● Quoted passage

*-*-*

ATLANTA - The state has slapped a fine of $3.7 million on one of three companies hired last year to run Georgia's Medicaid managed care program.
An audit by the Department of Community Health found that Peach State Health Plan failed to meet its contractual obligations to provide timely "prior authorizations" for medical services, agency spokeswoman Amanda Seals said Monday.
Seals said the fine was the first the DCH has imposed on any of the HMO-like companies the state is paying $3 billion to oversee Medicaid coverage for 1.2 million low-income adults and children.
"The department went back to make sure that no patients were harmed by the delays," she said. "That was very important for the department to find out."
Gov. Sonny Perdue brought managed care to Georgia's Medicaid program last year in an attempt to slow rising costs that were far outstripping the rate of inflation.
The goal was to improve the quality of health care for Medicaid enrollees by steering them toward permanent primary care doctors while saving money by keeping them from seeking routine care in costly emergency rooms.
But soon after the initiative was launched, doctors and hospitals began complaining that the companies were adding an extra layer of bureaucracy that was delaying both delivery of care and payment for services.
Seals said the DCH audited Peach State Health Plan and the other two managed care companies last winter to determine whether they were handling requests for prior authorization within 14 days, as required by their contracts with the state.
The audit found that Peach State was only meeting the standard in 75 percent of cases, a "less than satisfactory" rating that prompted the fine.
Seals said Peach State is appealing the penalty.

*-*-*

[Natural language region descriptions]
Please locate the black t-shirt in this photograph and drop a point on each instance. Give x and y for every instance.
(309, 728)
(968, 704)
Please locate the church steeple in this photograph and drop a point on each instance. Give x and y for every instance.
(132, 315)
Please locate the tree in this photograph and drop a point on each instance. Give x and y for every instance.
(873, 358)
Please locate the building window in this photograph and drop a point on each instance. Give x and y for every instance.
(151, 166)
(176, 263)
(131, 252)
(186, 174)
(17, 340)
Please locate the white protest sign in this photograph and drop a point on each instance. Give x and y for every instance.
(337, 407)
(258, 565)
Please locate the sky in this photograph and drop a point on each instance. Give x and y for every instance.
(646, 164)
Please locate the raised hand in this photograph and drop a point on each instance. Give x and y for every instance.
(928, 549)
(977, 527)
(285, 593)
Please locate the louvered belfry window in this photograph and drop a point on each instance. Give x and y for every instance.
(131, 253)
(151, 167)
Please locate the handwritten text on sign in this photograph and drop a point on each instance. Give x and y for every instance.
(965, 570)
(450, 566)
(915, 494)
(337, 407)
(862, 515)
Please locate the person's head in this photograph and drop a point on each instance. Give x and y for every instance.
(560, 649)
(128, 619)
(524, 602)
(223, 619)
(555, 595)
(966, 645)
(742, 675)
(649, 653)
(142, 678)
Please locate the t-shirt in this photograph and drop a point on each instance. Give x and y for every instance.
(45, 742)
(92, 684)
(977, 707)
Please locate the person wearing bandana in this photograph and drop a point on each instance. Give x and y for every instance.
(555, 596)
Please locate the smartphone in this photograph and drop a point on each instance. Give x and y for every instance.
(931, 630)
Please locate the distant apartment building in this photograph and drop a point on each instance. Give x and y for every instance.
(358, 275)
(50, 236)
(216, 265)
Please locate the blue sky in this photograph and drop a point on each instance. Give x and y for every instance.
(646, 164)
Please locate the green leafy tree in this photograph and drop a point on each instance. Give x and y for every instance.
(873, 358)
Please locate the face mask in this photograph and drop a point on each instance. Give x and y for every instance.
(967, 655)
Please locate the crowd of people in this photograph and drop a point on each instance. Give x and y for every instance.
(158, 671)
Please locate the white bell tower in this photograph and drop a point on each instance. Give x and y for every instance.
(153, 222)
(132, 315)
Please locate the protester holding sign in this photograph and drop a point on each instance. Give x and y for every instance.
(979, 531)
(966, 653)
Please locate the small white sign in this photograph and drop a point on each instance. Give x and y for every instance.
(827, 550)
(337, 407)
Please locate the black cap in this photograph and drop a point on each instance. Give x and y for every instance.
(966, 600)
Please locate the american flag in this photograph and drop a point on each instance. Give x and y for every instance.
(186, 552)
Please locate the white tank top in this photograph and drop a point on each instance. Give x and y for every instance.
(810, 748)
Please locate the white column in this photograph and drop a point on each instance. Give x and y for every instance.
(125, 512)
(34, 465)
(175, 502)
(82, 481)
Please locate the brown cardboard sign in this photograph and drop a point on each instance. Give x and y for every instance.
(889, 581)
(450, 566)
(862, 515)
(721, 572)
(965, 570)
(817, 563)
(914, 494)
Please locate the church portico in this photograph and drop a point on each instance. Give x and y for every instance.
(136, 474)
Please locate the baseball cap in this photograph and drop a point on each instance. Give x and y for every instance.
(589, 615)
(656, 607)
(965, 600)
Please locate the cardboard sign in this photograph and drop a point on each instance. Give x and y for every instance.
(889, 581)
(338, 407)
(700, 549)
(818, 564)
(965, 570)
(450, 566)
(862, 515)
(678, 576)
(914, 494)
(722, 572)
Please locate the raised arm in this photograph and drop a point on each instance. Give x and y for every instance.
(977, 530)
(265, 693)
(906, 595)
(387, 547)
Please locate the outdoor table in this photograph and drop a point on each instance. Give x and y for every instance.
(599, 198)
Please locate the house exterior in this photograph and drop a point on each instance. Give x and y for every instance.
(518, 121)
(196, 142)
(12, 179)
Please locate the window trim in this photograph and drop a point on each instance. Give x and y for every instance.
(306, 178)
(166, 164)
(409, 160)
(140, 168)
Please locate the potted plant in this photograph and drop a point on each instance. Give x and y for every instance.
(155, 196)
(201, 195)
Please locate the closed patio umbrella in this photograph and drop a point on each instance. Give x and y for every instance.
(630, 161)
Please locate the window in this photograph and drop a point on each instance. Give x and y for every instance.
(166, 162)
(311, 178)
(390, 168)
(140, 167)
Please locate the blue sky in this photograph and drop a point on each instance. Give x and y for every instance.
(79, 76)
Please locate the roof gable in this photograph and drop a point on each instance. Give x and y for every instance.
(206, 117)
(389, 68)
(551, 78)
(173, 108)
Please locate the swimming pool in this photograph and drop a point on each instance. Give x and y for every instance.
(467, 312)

*-*-*

Resume the news report on the Georgia Medicaid fine from the point where it stops. The data plays no part in what comes next.

Sandy McBride, spokeswoman for Peach State's St. Louis-based parent company, Centene Corp., did not return phone calls Monday.
Atlanta-based consumer health advocate Linda Lowe said complaints from patients enrolled in the program and their doctors haven't been limited to delays in obtaining prior authorizations.
She said Medicaid patients also have been plagued by denials of "medically necessary" care and inadequate provider networks.
Last week, a member of the DCH's governing board, Mark Oshnock, asked the board's managed care subcommittee to conduct a review of the program, which is nearing its first anniversary.
Lowe welcomed that news, along with word that interested providers and patient advocates will be doing an external evaluation at the same time.
"It needs to be seriously looked at," Lowe said. "We've had enough time now that start-up glitches are not an excuse."
But Seals said DCH officials still are convinced that managed care is the right direction for the state to be moving with Georgia's Medicaid population.
"We feel they're doing a better job of improving health outcomes and at the same time getting better value for the state," she said.